ИСХОДНЫЙ ФРАГМЕНТ:
↓

Hйlas! Шутки над “тещами” невозможны, как говорится, “по определению”, на такое уважающий себя художник не идет ни при каких обстоятельствах! Даже если этого требуют интересы рифмы, которые все-таки нередко заводят речь поэта в области довольно туманные:
“В „Двенадцати” с дневными снами, / В „Конармии” и день и ночь / Хотелось встать волной цунами / И тяготенье превозмочь. // Пока вещают лжемессии / И хлещет пенная вода, / Подняться с гибелью России! / И опуститься… Но куда?” Действительно — куда? И почему у Блока “с дневными снами”, когда там “черный вечер”, а в “Конармии” почему-то — круглосуточно? Понятно, что публицистика, но какая-то… приблизительная. В стихотворении “Вопрос”, трактующем тему свободы воли и ее издержек, того пуще:
…Полно ее за океаном,
Откуда посылают нам
Эротику с крутым слоганом,
Обноски негров, чуингам…
Ну, во-первых, не “слогбн” все-таки, а “слуган” (но эта небрежность, может, и намеренная, из презрения). Потом про “обноски негров”… некорректно… Но главное, этот пафос а la журнал “Крокодил”- 1954 — такие куплеты разве что Велюрову мелодекламировать с летней эстрады в исполнении бесподобного Л. Броневого.
Будучи поэтом-путешественником (как Бальмонт, Гумилев, Н. С. Тихонов), Синельников не упускает возможности усилить вес текста введением всякого рода экзотизмов. Взять хоть названия: “Колодец Агарсены”, “Храм Трипура сундари”, “Шива, Кришна, Индра”, “Сарнатх”, “Мара”, “Карма”, “Сутра” (есть в его стихах и “сансара”, и “аватара”, и “нирвана”, конечно) — это из индуистско-буддийского ареала. Теперь из мира библейского: “Исайя”, “Самсон”, “Мариамна”... Из исламского мира: “Джалал-Абад”, “Шухрат”, “Абдулали”, “Хазрет-Айюб”, “Чарх-и-фоллак”, “Сары-Джон”… (симптоматична в этом ряду рифма из стихотворения “Жолон Мамытов”: “Где грубокаменный гремит Аламедин, / Как демонов переговоры. / Как будто бы идет за лампой Аладдин, / И синевой и светом веют горы…”; не упустим случая заметить, что “демоны” здесь — тютчевского происхождения.
“По-видимому, не столь важна причастность художника, поэта к той или иной конфессии, — писал Синельников в ходе обсуждения темы „Христианство и культура”2. — Отрадна, конечно, верность религии праотцев и пращуров, той религии, которая образует почву родной культуры. Но люди искусства так искренне переменчивы. Особенно в искусстве... Вспомним „всемирную отзывчивость” Пушкина. Лермонтов, глубоко веровавший, был мусульманином, исламским фаталистом, по крайней мере не меньше, чем православным христианином. В творчестве Бунина удивительно естественны славяно-языческие, эллинские и эллинистические, гностические, православные, католические, иудаистские, исламские, буддийские и зороастрийские мотивы. Валерий Брюсов восклицал: „Я все мечты люблю, мне дороги все речи, / И всем богам я посвящаю стих”!”

↑

Строки для определения позиций:

↓

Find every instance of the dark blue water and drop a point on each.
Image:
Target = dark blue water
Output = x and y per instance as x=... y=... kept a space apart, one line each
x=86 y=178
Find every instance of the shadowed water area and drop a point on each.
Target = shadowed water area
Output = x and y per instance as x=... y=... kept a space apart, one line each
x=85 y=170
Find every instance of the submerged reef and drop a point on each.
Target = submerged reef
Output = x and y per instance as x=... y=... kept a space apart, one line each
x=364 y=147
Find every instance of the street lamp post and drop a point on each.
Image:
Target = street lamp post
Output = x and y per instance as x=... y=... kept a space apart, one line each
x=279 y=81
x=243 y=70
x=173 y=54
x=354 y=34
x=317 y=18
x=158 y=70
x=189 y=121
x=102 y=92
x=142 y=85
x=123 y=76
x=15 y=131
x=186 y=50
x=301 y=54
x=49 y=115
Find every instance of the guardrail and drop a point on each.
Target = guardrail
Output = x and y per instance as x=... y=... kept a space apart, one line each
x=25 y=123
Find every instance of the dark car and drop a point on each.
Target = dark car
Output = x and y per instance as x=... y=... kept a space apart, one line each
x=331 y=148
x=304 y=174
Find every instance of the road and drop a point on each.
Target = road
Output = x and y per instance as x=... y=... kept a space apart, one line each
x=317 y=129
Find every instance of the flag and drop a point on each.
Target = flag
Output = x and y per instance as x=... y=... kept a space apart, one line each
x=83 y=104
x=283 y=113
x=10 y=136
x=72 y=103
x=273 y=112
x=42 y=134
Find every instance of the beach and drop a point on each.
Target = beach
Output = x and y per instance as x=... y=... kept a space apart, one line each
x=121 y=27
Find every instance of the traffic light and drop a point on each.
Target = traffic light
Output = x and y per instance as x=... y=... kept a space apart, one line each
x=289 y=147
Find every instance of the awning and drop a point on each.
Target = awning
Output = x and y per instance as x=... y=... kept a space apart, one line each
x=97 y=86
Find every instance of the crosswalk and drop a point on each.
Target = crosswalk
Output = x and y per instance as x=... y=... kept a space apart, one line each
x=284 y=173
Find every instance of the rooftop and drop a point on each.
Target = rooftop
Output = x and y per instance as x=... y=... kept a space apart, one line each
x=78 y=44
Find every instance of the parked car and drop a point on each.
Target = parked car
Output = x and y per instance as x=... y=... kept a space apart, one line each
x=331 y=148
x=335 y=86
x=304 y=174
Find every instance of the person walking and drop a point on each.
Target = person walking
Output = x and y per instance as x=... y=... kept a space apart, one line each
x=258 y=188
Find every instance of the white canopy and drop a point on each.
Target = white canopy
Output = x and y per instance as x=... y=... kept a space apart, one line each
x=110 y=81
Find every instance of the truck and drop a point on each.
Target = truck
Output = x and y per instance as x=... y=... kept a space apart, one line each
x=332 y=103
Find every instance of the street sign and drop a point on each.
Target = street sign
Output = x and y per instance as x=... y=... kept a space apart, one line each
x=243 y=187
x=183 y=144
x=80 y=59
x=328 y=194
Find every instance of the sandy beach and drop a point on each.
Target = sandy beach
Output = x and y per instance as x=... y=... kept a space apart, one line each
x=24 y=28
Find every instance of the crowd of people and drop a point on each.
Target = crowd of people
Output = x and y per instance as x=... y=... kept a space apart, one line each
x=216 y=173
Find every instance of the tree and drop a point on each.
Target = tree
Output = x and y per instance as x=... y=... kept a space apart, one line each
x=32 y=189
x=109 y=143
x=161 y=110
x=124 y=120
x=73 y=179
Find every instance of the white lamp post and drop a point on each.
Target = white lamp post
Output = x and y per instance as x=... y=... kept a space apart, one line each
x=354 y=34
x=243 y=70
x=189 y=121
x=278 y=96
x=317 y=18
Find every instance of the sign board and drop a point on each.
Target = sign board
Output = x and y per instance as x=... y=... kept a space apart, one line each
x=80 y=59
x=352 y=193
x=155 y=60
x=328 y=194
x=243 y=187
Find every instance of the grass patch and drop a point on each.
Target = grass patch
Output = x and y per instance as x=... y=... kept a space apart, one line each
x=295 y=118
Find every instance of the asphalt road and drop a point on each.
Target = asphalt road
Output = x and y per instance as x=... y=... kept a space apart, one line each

↑

ЗАДАНИЕ: Перепечатайте из фрагмента о стихах Синельникова отрывок между словами "Будучи поэтом-путешественником (как" и "здесь — тютчевского происхождения.", включительно. Приведенные выше строки представляют собой самостоятельный материал.

ОБРАЗЕЦ ОТВЕТА:
Будучи поэтом-путешественником (как Бальмонт, Гумилев, Н. С. Тихонов), Синельников не упускает возможности усилить вес текста введением всякого рода экзотизмов. Взять хоть названия: “Колодец Агарсены”, “Храм Трипура сундари”, “Шива, Кришна, Индра”, “Сарнатх”, “Мара”, “Карма”, “Сутра” (есть в его стихах и “сансара”, и “аватара”, и “нирвана”, конечно) — это из индуистско-буддийского ареала. Теперь из мира библейского: “Исайя”, “Самсон”, “Мариамна”... Из исламского мира: “Джалал-Абад”, “Шухрат”, “Абдулали”, “Хазрет-Айюб”, “Чарх-и-фоллак”, “Сары-Джон”… (симптоматична в этом ряду рифма из стихотворения “Жолон Мамытов”: “Где грубокаменный гремит Аламедин, / Как демонов переговоры. / Как будто бы идет за лампой Аладдин, / И синевой и светом веют горы…”; не упустим случая заметить, что “демоны” здесь — тютчевского происхождения.